Problem details: Rewrite the entries starting at the line that contains "Where can the wooden pole be found here?" and ending at the line that contains "[[1177, 604], [1114, 332]]", with "wooden pole" swapped for "timber post" and nothing else changed.

Dataset:
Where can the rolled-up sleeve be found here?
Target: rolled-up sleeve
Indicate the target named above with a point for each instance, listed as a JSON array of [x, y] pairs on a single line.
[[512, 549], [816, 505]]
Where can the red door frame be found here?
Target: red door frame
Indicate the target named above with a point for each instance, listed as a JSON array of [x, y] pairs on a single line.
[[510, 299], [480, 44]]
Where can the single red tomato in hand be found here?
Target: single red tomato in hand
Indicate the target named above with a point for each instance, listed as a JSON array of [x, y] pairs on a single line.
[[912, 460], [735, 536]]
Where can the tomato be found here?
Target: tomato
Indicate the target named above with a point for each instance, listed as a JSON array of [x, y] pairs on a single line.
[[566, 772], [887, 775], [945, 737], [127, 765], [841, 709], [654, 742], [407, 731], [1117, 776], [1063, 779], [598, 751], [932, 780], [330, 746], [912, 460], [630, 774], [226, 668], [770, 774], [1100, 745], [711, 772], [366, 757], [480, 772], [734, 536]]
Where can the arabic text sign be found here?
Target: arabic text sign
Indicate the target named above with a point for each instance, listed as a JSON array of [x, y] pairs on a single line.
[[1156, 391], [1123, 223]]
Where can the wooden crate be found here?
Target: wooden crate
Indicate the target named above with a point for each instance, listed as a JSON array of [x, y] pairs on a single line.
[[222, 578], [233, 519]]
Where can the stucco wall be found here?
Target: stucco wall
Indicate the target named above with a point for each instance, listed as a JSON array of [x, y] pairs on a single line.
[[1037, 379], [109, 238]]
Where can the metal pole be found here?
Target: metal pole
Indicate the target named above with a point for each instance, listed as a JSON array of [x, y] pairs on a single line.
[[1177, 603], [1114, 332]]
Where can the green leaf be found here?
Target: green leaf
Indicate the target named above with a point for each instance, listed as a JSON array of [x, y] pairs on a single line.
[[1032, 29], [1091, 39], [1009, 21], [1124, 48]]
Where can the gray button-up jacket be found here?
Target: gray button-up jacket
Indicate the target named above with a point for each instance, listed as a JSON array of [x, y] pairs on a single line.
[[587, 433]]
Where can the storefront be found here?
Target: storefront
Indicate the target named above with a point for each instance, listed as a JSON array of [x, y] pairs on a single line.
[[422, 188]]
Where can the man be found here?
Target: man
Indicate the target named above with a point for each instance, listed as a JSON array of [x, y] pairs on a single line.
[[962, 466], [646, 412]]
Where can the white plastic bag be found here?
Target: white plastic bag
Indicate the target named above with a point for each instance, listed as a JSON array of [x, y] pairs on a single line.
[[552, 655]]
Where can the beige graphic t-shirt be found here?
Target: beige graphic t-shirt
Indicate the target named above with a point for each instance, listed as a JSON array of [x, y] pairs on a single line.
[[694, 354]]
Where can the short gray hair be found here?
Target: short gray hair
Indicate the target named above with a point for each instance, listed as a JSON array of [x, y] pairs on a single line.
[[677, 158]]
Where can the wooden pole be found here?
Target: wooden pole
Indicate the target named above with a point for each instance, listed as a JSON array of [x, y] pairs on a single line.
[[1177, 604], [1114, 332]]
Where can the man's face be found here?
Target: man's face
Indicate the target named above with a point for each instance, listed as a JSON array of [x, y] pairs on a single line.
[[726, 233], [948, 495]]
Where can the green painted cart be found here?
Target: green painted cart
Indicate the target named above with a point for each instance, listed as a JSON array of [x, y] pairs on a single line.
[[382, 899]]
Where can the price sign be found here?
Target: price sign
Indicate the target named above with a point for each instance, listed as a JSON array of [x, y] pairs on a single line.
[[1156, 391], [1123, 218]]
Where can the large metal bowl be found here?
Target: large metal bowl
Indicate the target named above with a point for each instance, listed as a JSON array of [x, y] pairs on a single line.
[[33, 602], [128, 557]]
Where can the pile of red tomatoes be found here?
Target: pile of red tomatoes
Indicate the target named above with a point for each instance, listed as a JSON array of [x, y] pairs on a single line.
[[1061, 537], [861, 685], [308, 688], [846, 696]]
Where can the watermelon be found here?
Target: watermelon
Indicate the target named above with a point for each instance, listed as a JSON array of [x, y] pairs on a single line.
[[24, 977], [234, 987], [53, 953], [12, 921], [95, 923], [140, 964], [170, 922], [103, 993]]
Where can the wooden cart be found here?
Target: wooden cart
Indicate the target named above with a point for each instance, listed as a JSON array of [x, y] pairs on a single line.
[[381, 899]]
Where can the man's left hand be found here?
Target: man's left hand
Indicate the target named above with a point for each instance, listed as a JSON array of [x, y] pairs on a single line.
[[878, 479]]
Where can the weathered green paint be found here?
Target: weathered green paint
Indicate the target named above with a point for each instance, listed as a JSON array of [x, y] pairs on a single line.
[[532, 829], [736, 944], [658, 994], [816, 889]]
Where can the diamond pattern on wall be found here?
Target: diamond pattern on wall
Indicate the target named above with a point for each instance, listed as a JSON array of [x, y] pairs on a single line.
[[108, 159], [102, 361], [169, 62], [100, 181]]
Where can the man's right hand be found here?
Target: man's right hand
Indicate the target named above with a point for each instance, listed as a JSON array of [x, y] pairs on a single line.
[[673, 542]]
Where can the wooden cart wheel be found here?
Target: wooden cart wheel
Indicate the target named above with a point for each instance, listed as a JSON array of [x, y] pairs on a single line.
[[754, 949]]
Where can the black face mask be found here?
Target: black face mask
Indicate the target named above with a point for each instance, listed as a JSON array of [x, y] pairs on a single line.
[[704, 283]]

Task response:
Where can the timber post be found here?
Target: timber post
Indicate the target named above with a point for each instance, listed as a JSON array of [x, y] pairs on a single line.
[[1177, 604], [1114, 332]]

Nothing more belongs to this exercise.